_QUESTIONS_.
1. According to the article, what charges did Fisher plead not guilty to?
2. Please update the article's passage from "Fisher pleaded not" to "the law before.", replacing "Freeport" with "Hicksville".

Severin said the victim was unaware of the affair, but Fisher's parents were aware of it. Severin said Joseph Buttafuoco was unaware of Fisher's plan to kill his wife.

Police declined to comment about the person who drove Fisher to the Buttafuoco home on Tuesday, saying only that more arrests are expected.

During her arraignment, the petite teenager with long auburn hair, wearing shorts and a T-shirt, seemed out of place among the other prisoners in the courtroom detention area. She sat in a corner and wept. Her case was the last to be called for the day.

Fisher pleaded not guilty to second-degree attempted murder and criminal use of a firearm: a .25-cal. automatic pistol.

With her parents, Elliot and Roseanne Fisher of 2092 Berkley Lane, standing a few feet behind her embracing one another, Fisher bowed her head as the prosecutor told District Court Judge Bruce Alpert that Fisher had admitted to the crime in a written statement to detectives.

In requesting low bail, defense attorney Christine Edwards-Neumann told the judge that Fisher lives with her parents, who own a business in Freeport - Stitch and Sew upholstery shop - and that she had never been in trouble with the law before.

But Klein, trying to make a point that Fisher's parents had no control over her, told the judge that Fisher previously ran away from home. In a February, 1991, missing person's report, her father described her as "totally uncontrollable," Klein said.

Fisher, who had told authorities she planned to enter Nassau Community College in the fall, was ordered held without bail. The judge granted a defense motion to keep her in protective custody. Fisher's parents and lawyer declined to comment outside the courtroom.

According to police, Fisher met Joseph Buttafuoco in late 1990 when she accompanied her parents to Buttafuoco's family-owned business in Baldwin - Complete Auto Body - because their car needed work. A sexual relationship began about a year ago, and the two would meet in motels and other locations on the South Shore.

Mary Josephine Buttafuoco was shot at about 11:45 a.m. Tuesday at her home, which overlooks the Massapequa Grand Canal and is located in an upper middle-class neighborhood known as Biltmore Shores. Her son, 12, and daughter, 9, were at school at the time, and her husband was at work.

Neighbors reported seeing a dark-colored car with a male driver leaving the scene, but police were tight-lipped about the car.

Fisher was arrested Thursday night after police pulled over a dark-colored car she was driving - a 1990 Chrysler Le Baron convertible - on Merrick Road in Merrick, Severin said. He declined to say whether the Chrysler, which belongs to Fisher's parents, was the car used in the shooting.

_DATA SHOWN_.
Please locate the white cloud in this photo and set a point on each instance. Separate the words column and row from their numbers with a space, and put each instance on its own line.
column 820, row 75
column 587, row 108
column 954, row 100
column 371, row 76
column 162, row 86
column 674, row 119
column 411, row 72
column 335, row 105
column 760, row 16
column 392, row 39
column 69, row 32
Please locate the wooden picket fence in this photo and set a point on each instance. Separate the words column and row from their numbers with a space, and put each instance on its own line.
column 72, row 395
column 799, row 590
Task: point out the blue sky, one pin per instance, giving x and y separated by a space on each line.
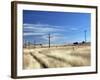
64 27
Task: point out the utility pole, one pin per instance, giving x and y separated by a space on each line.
49 36
34 43
85 31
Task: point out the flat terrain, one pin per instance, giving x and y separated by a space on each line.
55 57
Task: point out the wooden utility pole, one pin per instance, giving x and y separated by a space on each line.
85 31
34 43
49 36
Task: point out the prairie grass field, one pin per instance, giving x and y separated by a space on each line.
57 57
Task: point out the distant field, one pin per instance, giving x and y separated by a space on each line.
55 57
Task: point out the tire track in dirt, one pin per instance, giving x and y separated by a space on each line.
50 61
39 61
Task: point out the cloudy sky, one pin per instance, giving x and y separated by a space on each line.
63 27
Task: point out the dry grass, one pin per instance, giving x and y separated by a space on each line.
67 56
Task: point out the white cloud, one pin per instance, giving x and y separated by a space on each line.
28 34
43 28
74 29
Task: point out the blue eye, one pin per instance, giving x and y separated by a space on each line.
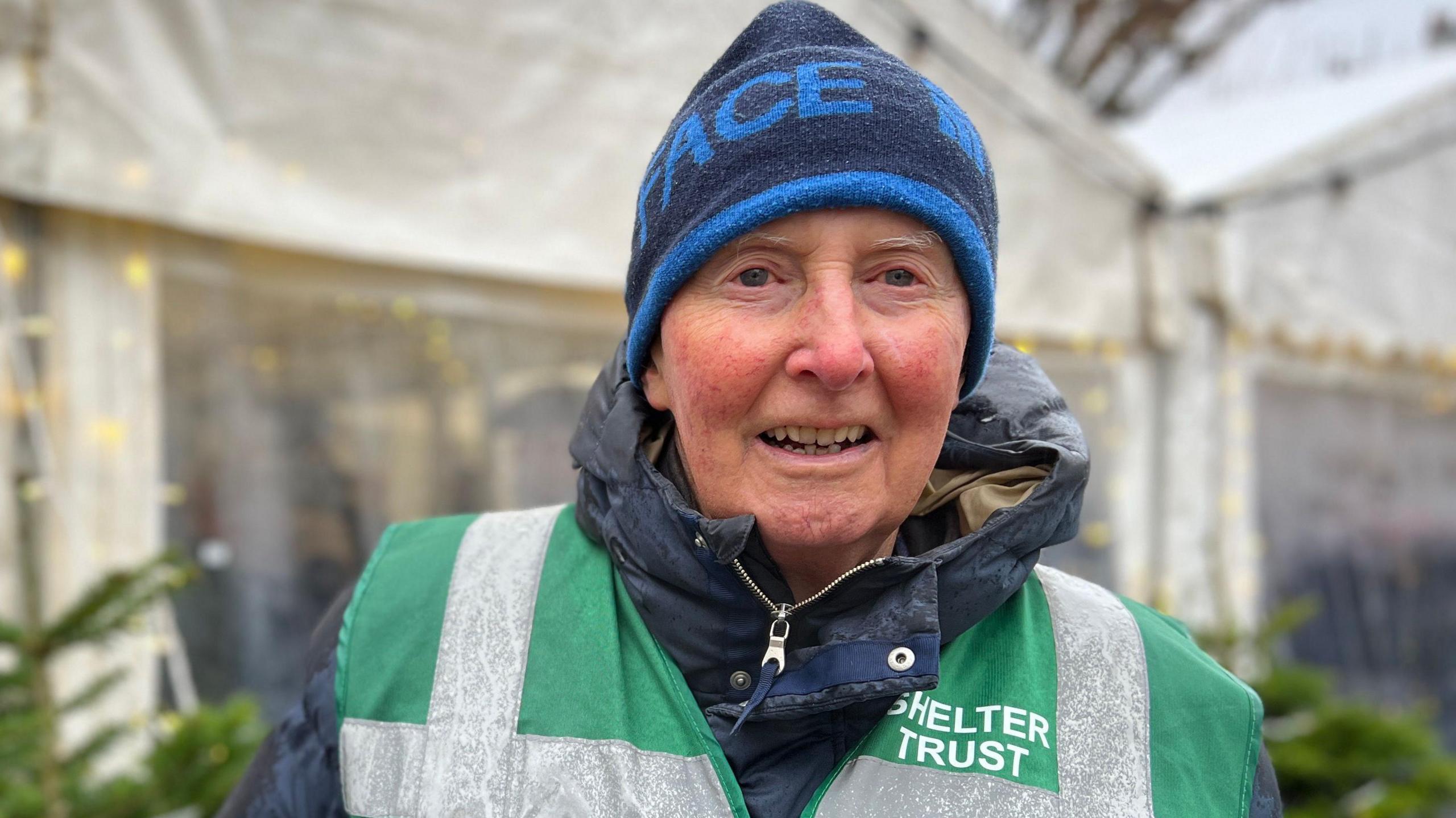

_PER-TASK ANSWERS_.
1. Second-degree attempted murder and criminal use of a firearm.

2.
Fisher pleaded not guilty to second-degree attempted murder and criminal use of a firearm: a .25-cal. automatic pistol.

With her parents, Elliot and Roseanne Fisher of 2092 Berkley Lane, standing a few feet behind her embracing one another, Fisher bowed her head as the prosecutor told District Court Judge Bruce Alpert that Fisher had admitted to the crime in a written statement to detectives.

In requesting low bail, defense attorney Christine Edwards-Neumann told the judge that Fisher lives with her parents, who own a business in Hicksville - Stitch and Sew upholstery shop - and that she had never been in trouble with the law before.